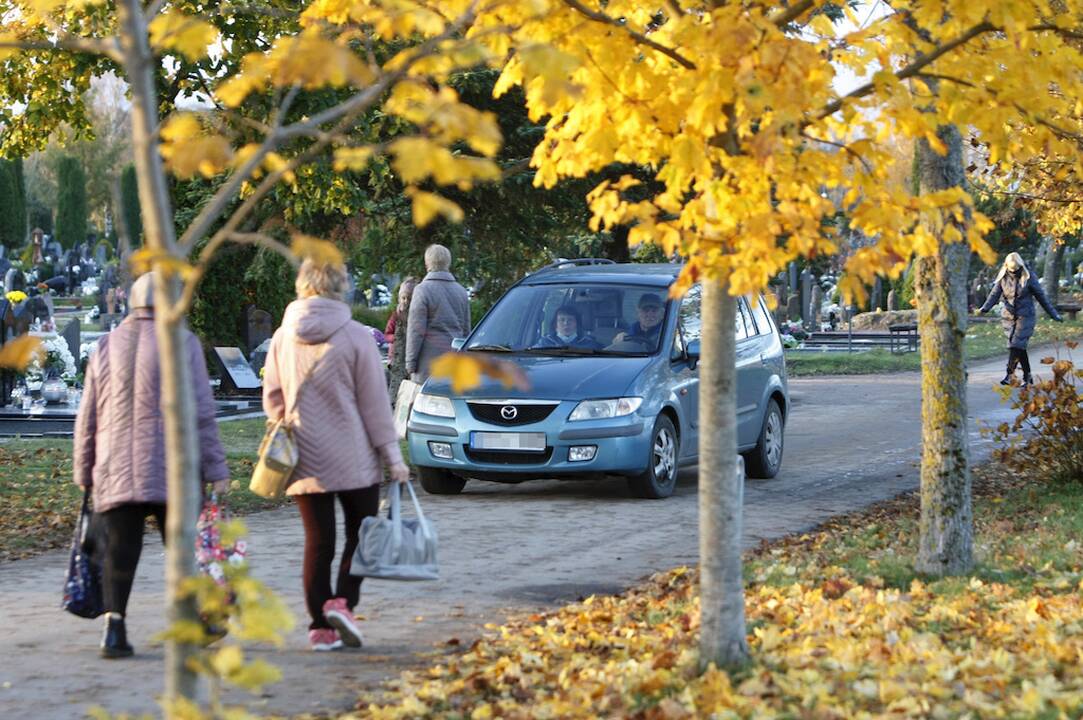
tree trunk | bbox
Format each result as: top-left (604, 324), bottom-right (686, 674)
top-left (700, 279), bottom-right (748, 668)
top-left (1042, 238), bottom-right (1066, 305)
top-left (914, 126), bottom-right (974, 576)
top-left (117, 0), bottom-right (201, 705)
..............................
What you should do >>
Write out every line of the rows again, requests included, but leave out the pictures. Multiply each bounding-box coordinate in the answers by 0.65 and round it to a whole number, with halves rounding up. Leave the numbers in the requests and in their format samples unchanged.

Answer to this exercise >>
tree trunk | bbox
Format each result as: top-left (604, 324), bottom-right (686, 674)
top-left (455, 181), bottom-right (486, 434)
top-left (677, 155), bottom-right (693, 198)
top-left (594, 82), bottom-right (633, 374)
top-left (76, 0), bottom-right (131, 458)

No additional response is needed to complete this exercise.